[Referring expression grounding data]
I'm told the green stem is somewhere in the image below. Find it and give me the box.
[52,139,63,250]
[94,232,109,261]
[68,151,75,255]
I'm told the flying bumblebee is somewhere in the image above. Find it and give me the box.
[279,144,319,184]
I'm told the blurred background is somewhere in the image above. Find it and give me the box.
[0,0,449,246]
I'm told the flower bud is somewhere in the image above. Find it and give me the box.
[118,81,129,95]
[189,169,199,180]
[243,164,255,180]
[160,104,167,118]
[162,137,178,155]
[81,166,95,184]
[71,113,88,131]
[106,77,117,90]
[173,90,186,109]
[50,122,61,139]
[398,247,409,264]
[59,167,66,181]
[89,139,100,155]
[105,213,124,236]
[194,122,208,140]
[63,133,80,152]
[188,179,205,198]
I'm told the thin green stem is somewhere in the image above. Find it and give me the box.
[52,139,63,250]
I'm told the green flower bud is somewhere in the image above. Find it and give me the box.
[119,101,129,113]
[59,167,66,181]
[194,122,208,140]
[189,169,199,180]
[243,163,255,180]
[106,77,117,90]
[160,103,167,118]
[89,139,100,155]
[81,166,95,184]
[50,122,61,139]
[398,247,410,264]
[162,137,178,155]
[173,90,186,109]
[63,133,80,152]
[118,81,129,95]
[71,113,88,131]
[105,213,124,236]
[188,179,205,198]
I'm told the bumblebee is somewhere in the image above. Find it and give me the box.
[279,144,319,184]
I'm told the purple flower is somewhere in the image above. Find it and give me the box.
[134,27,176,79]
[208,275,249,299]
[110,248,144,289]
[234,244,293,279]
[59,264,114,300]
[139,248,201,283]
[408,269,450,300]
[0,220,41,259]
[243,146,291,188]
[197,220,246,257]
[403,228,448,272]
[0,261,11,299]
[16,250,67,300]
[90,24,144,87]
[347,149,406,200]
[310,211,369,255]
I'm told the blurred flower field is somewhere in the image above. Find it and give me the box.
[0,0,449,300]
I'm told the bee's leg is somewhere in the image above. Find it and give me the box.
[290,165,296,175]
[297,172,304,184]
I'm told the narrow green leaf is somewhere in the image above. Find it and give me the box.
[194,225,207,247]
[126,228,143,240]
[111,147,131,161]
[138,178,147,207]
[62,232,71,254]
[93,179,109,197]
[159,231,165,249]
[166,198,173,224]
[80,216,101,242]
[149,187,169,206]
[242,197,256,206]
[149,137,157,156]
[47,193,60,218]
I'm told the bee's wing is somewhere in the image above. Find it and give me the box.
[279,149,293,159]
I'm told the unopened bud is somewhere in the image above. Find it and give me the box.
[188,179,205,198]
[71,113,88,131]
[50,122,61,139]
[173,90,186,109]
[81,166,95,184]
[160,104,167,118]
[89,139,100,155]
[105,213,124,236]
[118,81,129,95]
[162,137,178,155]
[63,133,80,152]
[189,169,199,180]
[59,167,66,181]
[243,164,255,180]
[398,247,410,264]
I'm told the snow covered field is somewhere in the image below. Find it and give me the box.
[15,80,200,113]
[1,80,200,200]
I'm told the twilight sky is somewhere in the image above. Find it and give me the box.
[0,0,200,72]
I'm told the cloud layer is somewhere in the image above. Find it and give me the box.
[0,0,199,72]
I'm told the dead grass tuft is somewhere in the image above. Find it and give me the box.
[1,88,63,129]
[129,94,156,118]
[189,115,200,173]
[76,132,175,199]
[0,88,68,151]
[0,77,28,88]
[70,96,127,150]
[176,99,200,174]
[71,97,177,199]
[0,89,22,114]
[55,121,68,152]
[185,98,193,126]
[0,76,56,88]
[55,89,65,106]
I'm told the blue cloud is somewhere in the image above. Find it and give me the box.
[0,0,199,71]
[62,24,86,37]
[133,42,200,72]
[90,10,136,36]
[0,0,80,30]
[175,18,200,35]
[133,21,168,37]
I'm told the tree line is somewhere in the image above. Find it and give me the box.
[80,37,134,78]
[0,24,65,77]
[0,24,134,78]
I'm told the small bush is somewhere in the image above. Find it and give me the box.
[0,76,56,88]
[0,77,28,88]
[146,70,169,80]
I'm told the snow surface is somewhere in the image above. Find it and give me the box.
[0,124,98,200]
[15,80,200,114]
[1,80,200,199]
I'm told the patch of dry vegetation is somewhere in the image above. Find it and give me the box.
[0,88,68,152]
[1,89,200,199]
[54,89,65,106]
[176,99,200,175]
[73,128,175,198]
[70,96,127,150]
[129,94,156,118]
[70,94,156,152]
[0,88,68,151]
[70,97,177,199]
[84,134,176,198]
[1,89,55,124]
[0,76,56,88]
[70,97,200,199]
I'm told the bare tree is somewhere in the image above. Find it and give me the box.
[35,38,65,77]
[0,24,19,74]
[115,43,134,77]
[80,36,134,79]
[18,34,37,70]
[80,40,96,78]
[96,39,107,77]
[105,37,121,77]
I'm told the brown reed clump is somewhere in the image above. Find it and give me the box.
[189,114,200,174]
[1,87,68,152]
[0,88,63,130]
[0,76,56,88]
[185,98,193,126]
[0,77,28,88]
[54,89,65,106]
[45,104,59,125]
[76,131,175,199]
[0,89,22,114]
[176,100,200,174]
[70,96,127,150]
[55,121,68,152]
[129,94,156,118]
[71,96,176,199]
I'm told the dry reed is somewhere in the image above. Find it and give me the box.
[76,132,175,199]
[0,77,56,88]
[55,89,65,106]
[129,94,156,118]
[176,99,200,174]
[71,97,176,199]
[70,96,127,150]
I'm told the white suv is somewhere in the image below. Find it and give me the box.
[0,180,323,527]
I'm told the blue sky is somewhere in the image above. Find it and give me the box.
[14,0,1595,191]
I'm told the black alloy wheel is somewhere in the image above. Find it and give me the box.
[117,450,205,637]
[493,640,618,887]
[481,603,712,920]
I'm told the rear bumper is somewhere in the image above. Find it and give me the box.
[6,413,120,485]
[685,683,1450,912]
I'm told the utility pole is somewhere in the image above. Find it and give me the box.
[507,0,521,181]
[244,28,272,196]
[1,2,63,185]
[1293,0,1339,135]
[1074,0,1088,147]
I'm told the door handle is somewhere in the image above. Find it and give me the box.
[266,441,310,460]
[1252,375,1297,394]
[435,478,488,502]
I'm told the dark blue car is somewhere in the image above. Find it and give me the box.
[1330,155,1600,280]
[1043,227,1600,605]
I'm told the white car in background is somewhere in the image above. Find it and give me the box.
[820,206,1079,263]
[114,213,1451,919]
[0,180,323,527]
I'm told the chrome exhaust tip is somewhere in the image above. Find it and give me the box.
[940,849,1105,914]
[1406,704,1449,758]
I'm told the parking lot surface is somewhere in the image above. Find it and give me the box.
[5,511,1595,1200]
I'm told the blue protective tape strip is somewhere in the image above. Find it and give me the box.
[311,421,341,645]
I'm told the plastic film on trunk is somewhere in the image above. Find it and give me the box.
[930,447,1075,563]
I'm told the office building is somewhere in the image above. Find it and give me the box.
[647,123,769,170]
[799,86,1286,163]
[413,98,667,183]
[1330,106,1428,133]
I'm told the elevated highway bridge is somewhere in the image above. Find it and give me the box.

### What to produce
Write all of the data above again, exactly as given.

### Solution
I'm told the green stem is somewhere in the image below. Find it and give me the box.
[52,139,63,250]
[94,232,109,261]
[68,151,75,255]
I'm told the flying bumblebee is somewhere in the image above. Find it and give me the box.
[279,144,319,184]
I'm told the blurred background is somewhere in the image above. Find it and give me the box.
[0,0,449,246]
I'm told the flower bud is somewhere in the image above. Find it and give me the box.
[118,81,129,95]
[189,169,199,180]
[243,164,255,180]
[160,104,167,118]
[162,137,178,155]
[81,166,95,184]
[71,113,88,131]
[106,77,117,90]
[173,90,186,109]
[50,122,61,139]
[398,247,409,264]
[59,167,66,181]
[89,139,100,155]
[105,213,124,236]
[194,122,208,140]
[63,133,80,152]
[188,179,205,198]
I'm told the thin green stem is somewhere in the image above. Find it and give me the box.
[52,139,63,250]
I'm told the green flower bud is somewhere in the image above. Find it and give me the box.
[119,101,129,113]
[59,167,66,181]
[194,122,208,140]
[189,169,199,180]
[243,163,255,180]
[106,77,117,90]
[160,103,167,118]
[89,139,100,155]
[81,166,95,184]
[50,122,61,139]
[398,247,410,264]
[162,137,178,155]
[173,90,186,109]
[63,133,80,152]
[118,81,129,95]
[71,113,88,131]
[105,213,124,236]
[188,179,205,198]
I'm told the bumblebee is somewhere in the image above. Find it and give me the box.
[279,144,319,184]
I'm told the purple flower is somewhere in the image above. Find it and give me the box.
[134,27,176,79]
[208,275,249,299]
[110,248,144,289]
[234,244,293,279]
[59,264,114,300]
[139,248,201,283]
[408,269,450,300]
[0,220,41,259]
[243,146,291,188]
[197,220,246,257]
[403,228,448,272]
[0,261,11,299]
[16,250,67,300]
[90,24,144,87]
[347,149,406,200]
[310,211,369,255]
I'm told the blurred flower field is somewhere in the image above. Find it and give me the box.
[0,0,449,300]
I'm told the bee's leg is somewhere in the image above. Find it and give me the box.
[290,165,296,175]
[297,172,304,184]
I'm told the narrow green leaf is somewhere in the image above. Find it and give me the box.
[194,225,207,247]
[126,228,143,240]
[111,147,131,161]
[138,178,147,207]
[62,232,71,254]
[93,179,109,197]
[159,231,165,249]
[166,198,173,224]
[80,216,101,242]
[149,187,169,206]
[242,197,256,206]
[149,137,157,156]
[47,193,60,218]
I'm told the bee's wing is somewhere in the image above. Find it and give me the box.
[279,149,293,159]
I'm told the unopened bud is somewhere in the image above. Find it and give me the box.
[188,179,205,198]
[71,113,88,131]
[50,122,61,139]
[173,90,186,109]
[81,166,95,184]
[160,104,167,118]
[89,139,100,155]
[105,213,124,236]
[118,81,129,95]
[162,137,178,155]
[63,133,80,152]
[189,169,199,180]
[59,167,66,181]
[243,164,255,180]
[398,247,410,264]
I'm told the snow covered field is somewhere in the image below. Find it and give me the box.
[15,80,200,113]
[1,80,200,200]
I'm told the twilight sky is somewhere in the image above. Find it and give me the box.
[0,0,200,72]
I'm told the cloud layer is somewhere in the image above. Find it and give me the box.
[0,0,199,72]
I'm told the dead grass tuft is somewhere in the image above. Find it and give me the box.
[1,88,63,129]
[129,94,156,118]
[189,115,200,173]
[76,132,175,199]
[0,88,68,151]
[0,77,28,88]
[70,96,127,150]
[176,99,200,174]
[71,97,177,199]
[0,89,22,114]
[55,121,68,152]
[185,98,193,126]
[0,76,56,88]
[55,89,65,106]
I'm told the blue cloud is somewhere in the image above. Find it and give me the box.
[0,0,199,71]
[62,24,86,37]
[133,42,200,72]
[90,10,136,36]
[0,0,80,30]
[175,18,200,35]
[133,21,168,37]
I'm told the tree line is somewhere in the image above. Find it and give me the box.
[80,37,134,78]
[0,24,65,77]
[0,24,134,78]
I'm told the small bush is somewhere in the image above. Find it and give me the box.
[0,76,56,88]
[0,77,28,88]
[146,70,169,80]
I'm told the snow surface is somewhere in the image above. Find it and give me the box.
[0,124,98,200]
[15,80,200,114]
[1,80,200,199]
I'm told the patch of dry vegetation is somewhere in the image above. Find it and give me the box.
[0,88,68,152]
[1,89,200,199]
[54,89,65,106]
[176,99,200,175]
[73,128,175,198]
[70,96,127,150]
[129,94,156,118]
[70,94,156,152]
[0,88,68,151]
[70,97,177,199]
[84,134,176,198]
[1,89,55,124]
[0,76,56,88]
[70,97,200,199]
I'm told the bare tree is somewhere in the image above. Find it and give me the box.
[35,38,65,77]
[0,24,19,74]
[115,43,134,77]
[80,36,134,79]
[18,34,37,70]
[80,40,96,78]
[96,39,107,77]
[105,37,121,77]
I'm told the brown reed clump is somewhere in the image above. Find it and give me the box.
[189,114,200,174]
[1,87,68,152]
[0,88,63,130]
[0,76,56,88]
[185,98,193,126]
[0,77,28,88]
[54,89,65,106]
[45,104,59,125]
[76,131,175,199]
[0,89,22,114]
[176,100,200,174]
[70,96,127,150]
[55,121,68,152]
[129,94,156,118]
[71,96,176,199]
I'm told the dry reed is somewhere in the image above. Find it and give me the box.
[76,132,175,199]
[0,77,56,88]
[55,89,65,106]
[129,94,156,118]
[176,99,200,174]
[71,97,176,199]
[70,96,127,150]
I'm told the white suv is somewhere in the image below. Find it and give me the box.
[0,180,323,527]
I'm told the blue sky is somewhere in the image above. Find it and give me the box.
[14,0,1595,191]
I'm told the black alloy wheel is somewhere in the image above. Find it and give me the box.
[117,450,205,637]
[493,640,618,887]
[481,603,712,920]
I'm told the rear bumper is somewhere in the image above. Find it and give me the box.
[6,413,120,485]
[685,683,1450,912]
I'm told the utility pole is somewhere in the image above. Find it and give me the box.
[507,0,521,181]
[244,28,272,196]
[1,2,63,185]
[1293,0,1339,135]
[1074,0,1088,147]
I'm told the door handle is somewhere in the image above. Find it and give me the box.
[266,441,310,460]
[1252,375,1297,394]
[435,478,488,502]
I'm told the dark blue car is somewhere in the image above. Find it and give me the box.
[1330,155,1600,280]
[1043,227,1600,605]
I'm told the white car in background is somewhere in the image above. Find it and give me the box.
[820,206,1079,263]
[114,213,1451,919]
[0,180,323,527]
I'm told the chrome exhaust tip is somewhere in the image above. Find it and give me the box.
[940,849,1105,914]
[1406,704,1449,758]
I'm told the parking lot surface is somewhere in the image above. Find it and give me the box.
[5,511,1595,1200]
I'm told the blue protective tape strip is somewhere in the image above. Find it and give me the box.
[311,421,341,645]
I'm told the plastic film on trunk is somewhere in the image above. Find it and give me the box.
[930,447,1075,563]
I'm told the office building is somewhere in the image above. Find it and give me the box.
[647,123,769,170]
[799,86,1286,163]
[413,98,667,183]
[1330,106,1428,133]
I'm told the elevated highway bridge is somewhere in the image above. Find it and give me the box.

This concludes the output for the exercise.